The exercise:
Please copy out each of the entries below line by line, keeping every word, number, and symbol unchanged.

-- Start of Material for this exercise --

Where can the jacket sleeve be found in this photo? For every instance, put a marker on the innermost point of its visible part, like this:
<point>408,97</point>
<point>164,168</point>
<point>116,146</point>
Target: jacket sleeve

-- End of Material for this exercise --

Task result:
Where can the jacket sleeve be found in this photo? For every instance, put a marker on the innermost point of its visible part, like this:
<point>408,97</point>
<point>164,168</point>
<point>116,146</point>
Target: jacket sleeve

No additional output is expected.